== Segment start ==

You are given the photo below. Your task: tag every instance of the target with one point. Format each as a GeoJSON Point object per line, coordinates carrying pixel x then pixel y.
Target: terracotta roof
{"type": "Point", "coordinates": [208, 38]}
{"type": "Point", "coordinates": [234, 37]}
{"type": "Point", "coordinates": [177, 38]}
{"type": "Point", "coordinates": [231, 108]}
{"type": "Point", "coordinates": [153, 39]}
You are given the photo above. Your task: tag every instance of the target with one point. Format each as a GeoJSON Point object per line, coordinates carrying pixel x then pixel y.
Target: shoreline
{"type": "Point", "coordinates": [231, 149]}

== Segment end ==

■ **Problem to work on**:
Retype every record exactly, omitting nothing.

■ **Answer for this exercise**:
You are given the photo below. Your task: tag every instance of the target with one point. Format each as a GeoJSON Point object per line, coordinates carrying pixel x then pixel y.
Target: terracotta roof
{"type": "Point", "coordinates": [208, 38]}
{"type": "Point", "coordinates": [234, 37]}
{"type": "Point", "coordinates": [177, 38]}
{"type": "Point", "coordinates": [231, 108]}
{"type": "Point", "coordinates": [153, 39]}
You are given the photo above. Your task: tag every instance of the target with one point. Format each as a GeoJSON Point object per line, coordinates carrying pixel x then pixel y.
Target: shoreline
{"type": "Point", "coordinates": [231, 149]}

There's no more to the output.